Continue the comment thread about Windows and Android tablets from the point where it stops.

Text segment:
'''

Different applications, different strengths, different weaknesses.

Re:Well. WIndows 8 tables and andorid tablets diff (2, Insightful)

goose-incarnated (1145029) | about 3 years ago | (#37152688)

Yes, they do differ - Android has all the strengths and WP7 has all the weaknesses

(Seriously, no multi-tasking? No programs can run in the background and notify the user when something happens? "Tiles" are laughable replacements for notification icons)

Re:Well. WIndows 8 tables and andorid tablets diff (0)

Anonymous Coward | about 3 years ago | (#37153062)

I used to think that improved Xbox/Kinect/XNA support for WP7 (WP8?) could give Microsoft at least some advantage, but WP7 torpedoed that ship by focusing on gay Wii-like games. Epic marketing failure: that's the WinPhone7 [youtube.com] .

What kind of gay? (0)

tepples (727027) | about 3 years ago | (#37153144)

by focusing on gay Wii-like games

gay adj. "Festive, bright, or colourful." -- Wiktionary

Let me guess, you're one of those real is brown [tvtropes.org] types. Yes, Wii games tend to be more colorful than some PLAYSTATION 3 games, but is there anything wrong with that?

Re:What kind of gay? (0)

Anonymous Coward | about 3 years ago | (#37153360)

If they're going for the casual Wii audience, then no. But that doesn't describe the Xbox owners, and the ones I know had expressed great interest initially. Not anymore. Microsoft missed the opportunity to start off strong, now they're paying for it. iPhone has too much headway for casuals to take interest in WP7 gaming.

As a side note, one of the reasons I chose the word "gay" and not "stupid" was because it could be validly interpreted either way.

Re:What kind of gay? (1)

jones_supa (887896) | about 3 years ago | (#37153620)

Not only colors. Wii games generally have a softer approach than their cousins on other platforms. There certainly is a more gay-like feeling to them. It's hard to describe accurately.

They have the market covered (0)

Anonymous Coward | about 3 years ago | (#37152716)

Idiots will use apple and intelligent people will use android, I dont see how windows fits in.

Re:They have the market covered (1)

grimmjeeper (2301232) | about 3 years ago | (#37152922)

You're forgetting about Microsoft employees who won't have a choice.

Re:They have the market covered (1)

maxwell demon (590494) | about 3 years ago | (#37152936)

If Microsoft is clever, it can get the market for paranoid people. Both Apple and Google have a reputation to collect data about their customers. If Microsoft can credibly make their offering more privacy-compatible, they might have an edge.

You say that when MS has been collecting ? (0)

Anonymous Coward | about 3 years ago | (#37153020)

You say that when MS has been collecting data?

Why does your PC phone home every day/hour?

Re:You say that when MS has been collecting ? (1)

maxwell demon (590494) | about 3 years ago | (#37153150)

I haven't used any Windows version Microsoft released in the last decade, so maybe I'm missing something. But I thought that apart from registration (which you can do per phone as well, if you prefer) and Windows Update (which you can switch off if you really want), there was no data exchange with Microsoft (unless you explicitly initiate one, of course).

'''

Provided information:
'''

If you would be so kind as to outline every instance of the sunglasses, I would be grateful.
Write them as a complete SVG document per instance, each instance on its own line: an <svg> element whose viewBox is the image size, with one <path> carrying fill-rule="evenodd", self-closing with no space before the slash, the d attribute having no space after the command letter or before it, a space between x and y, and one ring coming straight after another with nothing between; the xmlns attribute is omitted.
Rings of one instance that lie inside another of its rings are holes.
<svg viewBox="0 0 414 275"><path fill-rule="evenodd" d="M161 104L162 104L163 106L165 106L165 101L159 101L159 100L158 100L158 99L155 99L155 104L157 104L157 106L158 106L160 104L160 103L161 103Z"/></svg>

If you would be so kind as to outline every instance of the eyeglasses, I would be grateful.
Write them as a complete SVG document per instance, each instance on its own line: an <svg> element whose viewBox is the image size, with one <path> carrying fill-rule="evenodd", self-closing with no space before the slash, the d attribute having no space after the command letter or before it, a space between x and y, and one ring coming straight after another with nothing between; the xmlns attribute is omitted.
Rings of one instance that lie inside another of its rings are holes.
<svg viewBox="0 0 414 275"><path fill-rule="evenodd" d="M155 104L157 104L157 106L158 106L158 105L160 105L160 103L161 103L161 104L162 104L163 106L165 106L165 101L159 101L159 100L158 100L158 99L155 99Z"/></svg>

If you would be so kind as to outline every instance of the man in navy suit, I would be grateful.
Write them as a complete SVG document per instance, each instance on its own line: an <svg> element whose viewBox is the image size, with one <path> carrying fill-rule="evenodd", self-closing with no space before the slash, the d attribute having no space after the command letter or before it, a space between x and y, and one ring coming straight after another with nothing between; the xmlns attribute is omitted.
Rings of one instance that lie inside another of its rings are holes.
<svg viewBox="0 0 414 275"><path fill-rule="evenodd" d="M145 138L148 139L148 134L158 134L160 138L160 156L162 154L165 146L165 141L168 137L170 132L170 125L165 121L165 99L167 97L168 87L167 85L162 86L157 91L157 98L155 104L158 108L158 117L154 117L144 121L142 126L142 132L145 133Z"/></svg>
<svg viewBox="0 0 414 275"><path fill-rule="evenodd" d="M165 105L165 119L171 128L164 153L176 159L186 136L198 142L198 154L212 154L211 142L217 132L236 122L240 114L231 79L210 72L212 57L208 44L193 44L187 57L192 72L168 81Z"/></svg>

'''

Response to this exercise:
Oh, and about why my PC (running Linux) phones home every day: It looks into the repositories for updates. And yes, this probably gives the repository server owner more information than Windows Update, because almost all software running on my computer was installed from the repository.

Re:They have the market covered (2)

aliquis (678370) | about 3 years ago | (#37152964)

If it was better for games and not from Apple then I'm all for it.

Though if it's simple games I don't see why they shouldn't be web apps.

If they are complicated with advanced graphics and such then I could see how Microsoft could one-up especially Android.

Storage limit for web app cache (1)

tepples (727027) | about 3 years ago | (#37153232)

Though if it's simple games I don't see why they shouldn't be web apps.

Probably because web applications don't run on zero bars of signal unless they're tiny enough to fit into the storage limit for the device's application cache [w3.org] , which on an iPad appears to be as small as 5 MB. A passenger with a Wi-Fi tablet in a vehicle has no Internet connection but can still run native applications.

Talk about fear and desparation (0)

Anonymous Coward | about 3 years ago | (#37152738)

I can't help but wonder if these pundits aren't on drugs or being paid a whole lot of money to be sock puppets.

You know what, I'm going to predict that they are right, that Windows 8 tablets will be in the top 3. Do you know why? Because now that WebOS has been shut down there are only 3 operating systems left for tablets! Of course, Windows 8 will be so far behind they won't be able to eat the other 2's dust because it can't see them.

See how taking a stupid observation (there are only 3) can be twisted into a sensational prediction of victory (Windows will be in the top 3! Windows will win! Windows uber alles!) Now that HP is getting out of the PC business I can't wait for the slow but inevitable death of Microsoft to come along so we won't have to deal with these marketroids any longer.

Re:Talk about fear and desparation (1)

jk379 (734476) | about 3 years ago | (#37152836)

RIM Still exists at least for now. Thus the vendor count is currently 4.

Re:Talk about fear and desparation (1)

grimmjeeper (2301232) | about 3 years ago | (#37152940)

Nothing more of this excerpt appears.